WHAT YOU WILL DO |
The word to look for is "positive". Report every line of the entries below that has it.

GIVEN RECORDS |
....
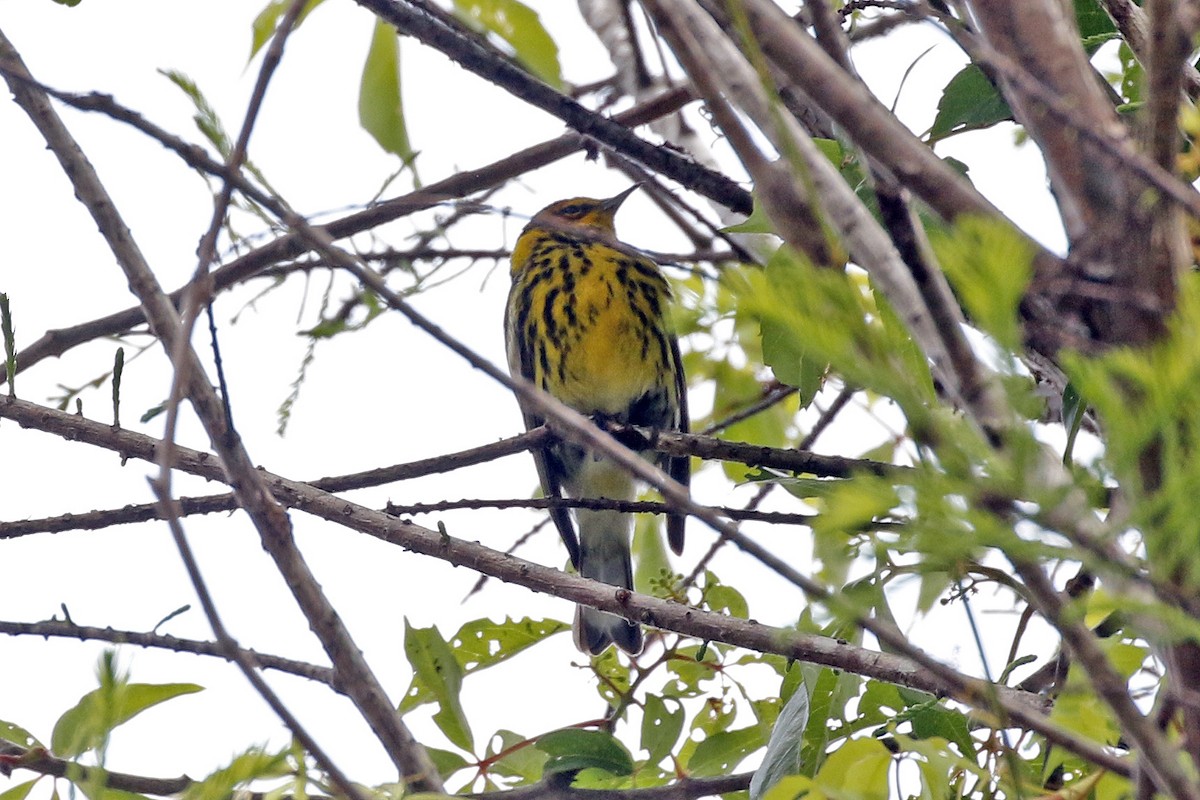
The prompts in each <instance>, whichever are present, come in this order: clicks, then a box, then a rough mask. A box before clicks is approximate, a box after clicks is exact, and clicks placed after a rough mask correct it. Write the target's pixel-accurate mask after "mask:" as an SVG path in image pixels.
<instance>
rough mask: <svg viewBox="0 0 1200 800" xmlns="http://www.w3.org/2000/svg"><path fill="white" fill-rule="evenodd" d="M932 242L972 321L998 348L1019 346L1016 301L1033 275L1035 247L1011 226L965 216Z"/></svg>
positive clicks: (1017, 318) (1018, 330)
....
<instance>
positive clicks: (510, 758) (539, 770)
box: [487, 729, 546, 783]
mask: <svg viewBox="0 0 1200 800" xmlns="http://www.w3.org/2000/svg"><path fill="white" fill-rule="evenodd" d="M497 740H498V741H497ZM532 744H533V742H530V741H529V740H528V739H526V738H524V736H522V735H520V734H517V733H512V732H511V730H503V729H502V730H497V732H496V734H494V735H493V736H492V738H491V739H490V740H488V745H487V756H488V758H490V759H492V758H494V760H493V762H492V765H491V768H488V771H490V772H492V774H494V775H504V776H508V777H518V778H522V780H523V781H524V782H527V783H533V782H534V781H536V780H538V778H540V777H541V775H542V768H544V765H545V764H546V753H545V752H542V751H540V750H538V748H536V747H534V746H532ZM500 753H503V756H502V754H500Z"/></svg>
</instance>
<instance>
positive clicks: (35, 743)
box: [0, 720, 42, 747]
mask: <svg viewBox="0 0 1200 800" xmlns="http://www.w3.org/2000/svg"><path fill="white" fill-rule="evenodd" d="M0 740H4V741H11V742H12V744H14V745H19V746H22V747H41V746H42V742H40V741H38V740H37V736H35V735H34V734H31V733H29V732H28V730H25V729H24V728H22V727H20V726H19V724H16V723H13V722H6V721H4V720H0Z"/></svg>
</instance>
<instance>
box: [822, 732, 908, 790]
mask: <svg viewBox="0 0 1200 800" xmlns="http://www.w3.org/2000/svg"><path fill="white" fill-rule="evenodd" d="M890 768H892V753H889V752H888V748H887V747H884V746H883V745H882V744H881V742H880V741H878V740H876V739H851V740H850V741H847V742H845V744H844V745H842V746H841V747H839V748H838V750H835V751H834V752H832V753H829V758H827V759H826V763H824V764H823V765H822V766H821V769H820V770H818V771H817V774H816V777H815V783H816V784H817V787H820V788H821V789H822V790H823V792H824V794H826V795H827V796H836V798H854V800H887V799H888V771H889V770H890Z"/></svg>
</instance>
....
RESULT OF THIS EXERCISE |
positive clicks: (1017, 318) (1018, 330)
positive clicks: (510, 758) (539, 770)
positive clicks: (35, 743)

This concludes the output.